Required tasks:
1: From the box color article, quote the passage from "In order to" to "hard to remove.".
2: Answer these questions using the box color article:
(a) What volume developer do most box colors come with?
(b) What is the line of demarcation?
(c) When box color is applied from roots to ends every time, what do ends that looked rich chocolate brown begin to look like?
3: Proceed with the box color article from the point where it stops.

Document section:
··········

Because we said so.
All of these points are just as important as the next.. So these are listed in no order of importance.
1. “One Size Fits All”
Box color is designed so that it can alter a wide variety of hair types and shades, with no guaranteed result. Hairstylists using professional color may use the exact same color, however, on one client the color may be mixed with a 10 volume developer, but use a 20 volume developer on the other client. The results can be immensely different. Most box colors come with a 30 volume developer to assure that it will do something. In most cases, this is NOT a good thing.
Hair stylists have consultations with each client before their service for a variety of reasons. We want to understand your goals for your hair, wether they are long or short term. But also, we need to have a complete understanding of the level of your natural hair color and the underlying pigment. What is going to look the best with your skin tone and eye color? Is your hair damaged or porous and going to have a hard time holding color? What has been applied to your prior? And the dreaded… How much grey, if any, do you have?
3. Demi, Semi, Permanent
Are you applicable for a demi or semi permanent hair color or do you require a permanent hair color?
In order to keep the hair healthy and avoid “banding” the color, a precise application is required from the scalp to the line of demarcation, which is where the color from your previous application begins. This precision is not attainable in a poorly, fluorescent lit bathroom using a bottle. Even if you are using a brush, there is absolutely no way to see what we see. If the new color and old color overlap this creates a “band” of darker color in your hair.. and after multiple application it will be very prominent and VERY hard to remove.
5. Hay is for Horses
Each hair strand is traveling further and further down the porosity scale. This mean the level of damage is rising. A majority of the public buying box color apply the color from roots to ends – every time. This is why your ends, for example, stop looking like the rich chocolate brown and begin looking dull and black. The ends of your hair are “older” and can not handle the color buildup.

··········

Supplied records:
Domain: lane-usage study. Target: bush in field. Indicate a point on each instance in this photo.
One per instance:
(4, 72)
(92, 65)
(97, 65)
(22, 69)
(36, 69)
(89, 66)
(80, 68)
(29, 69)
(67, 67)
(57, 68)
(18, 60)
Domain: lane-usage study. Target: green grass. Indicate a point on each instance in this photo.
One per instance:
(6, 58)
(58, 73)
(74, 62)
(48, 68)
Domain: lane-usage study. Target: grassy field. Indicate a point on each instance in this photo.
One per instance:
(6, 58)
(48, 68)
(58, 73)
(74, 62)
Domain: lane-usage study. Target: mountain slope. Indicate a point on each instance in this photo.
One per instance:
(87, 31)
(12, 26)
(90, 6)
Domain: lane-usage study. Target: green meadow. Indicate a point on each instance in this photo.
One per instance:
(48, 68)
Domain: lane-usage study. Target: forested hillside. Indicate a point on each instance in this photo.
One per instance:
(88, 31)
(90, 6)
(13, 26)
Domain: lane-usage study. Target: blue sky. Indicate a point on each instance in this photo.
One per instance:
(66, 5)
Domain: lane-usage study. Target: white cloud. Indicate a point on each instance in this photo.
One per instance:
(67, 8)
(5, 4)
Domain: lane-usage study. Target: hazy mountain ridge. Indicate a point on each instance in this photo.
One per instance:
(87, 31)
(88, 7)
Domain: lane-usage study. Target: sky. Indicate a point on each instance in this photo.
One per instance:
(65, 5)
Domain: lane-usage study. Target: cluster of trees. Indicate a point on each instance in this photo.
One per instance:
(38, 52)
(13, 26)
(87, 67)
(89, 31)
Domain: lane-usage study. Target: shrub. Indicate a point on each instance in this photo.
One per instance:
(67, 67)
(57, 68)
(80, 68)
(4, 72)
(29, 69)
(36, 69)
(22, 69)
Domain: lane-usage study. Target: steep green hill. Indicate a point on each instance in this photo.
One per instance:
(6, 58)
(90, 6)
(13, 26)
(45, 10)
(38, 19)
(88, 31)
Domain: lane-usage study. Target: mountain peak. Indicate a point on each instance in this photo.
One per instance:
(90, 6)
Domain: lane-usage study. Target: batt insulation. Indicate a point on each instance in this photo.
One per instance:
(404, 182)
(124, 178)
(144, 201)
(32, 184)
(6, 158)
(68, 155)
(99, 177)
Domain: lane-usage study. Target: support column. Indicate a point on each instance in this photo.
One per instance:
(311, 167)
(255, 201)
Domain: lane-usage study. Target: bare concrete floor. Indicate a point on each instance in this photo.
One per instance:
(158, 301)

··········

Solved problems:
1:
In order to keep the hair healthy and avoid “banding” the color, a precise application is required from the scalp to the line of demarcation, which is where the color from your previous application begins. This precision is not attainable in a poorly, fluorescent lit bathroom using a bottle. Even if you are using a brush, there is absolutely no way to see what we see. If the new color and old color overlap this creates a “band” of darker color in your hair.. and after multiple application it will be very prominent and VERY hard to remove.

2:
(a) A 30 volume developer.
(b) The place where the color from your previous application begins.
(c) Dull and black.

3:
6. The Cap
Ever heard of “polka dots” or “bleed lines”? This is the result of the cap. There is nothing, nothing professional about pulling hair through holes with a latch hook and swirling some bleach on top of it. This was acceptable in the 80’s, but alas, technology steps in and advances in glorious ways. Most elite cosmetology institutions do not even speak of this technique anymore.
7. Cheap vs. Expensive
It may be affordable now. And I am sure most stylists can relate to a client asking you about price and you give them an amount and they decide to go the cheaper route and do it themselves. Then, low and behold a week later they are calling you for a color correction that will cost them nearly double of the original price to “fix.”
Hair color is chemistry. Would you give yourself Botox or a minor medical procedure? No. There is a reason we go to select institutions exclusively for cosmetology. There’s reason we need a license to practice. Metallic salts or metallic dyes have been used in hair color sine the 1800’s. These metallic salts fall under a category called “Progressive Dyes.” This means with every application the dye adds another coating to the hair, making it darker and darker. Hair that has been receiving these metals over a period of time start to feel rough. So, if you want to lighten or change your hair color at all, these metallic salts are extremely reactive with other chemicals. In most methods, using color removal with the metallic components will result in a major chemical reaction which can cause burning fumes and even smoking, which result in the hair melting.
Please see a stylist. We want you to have beautiful and healthy hair.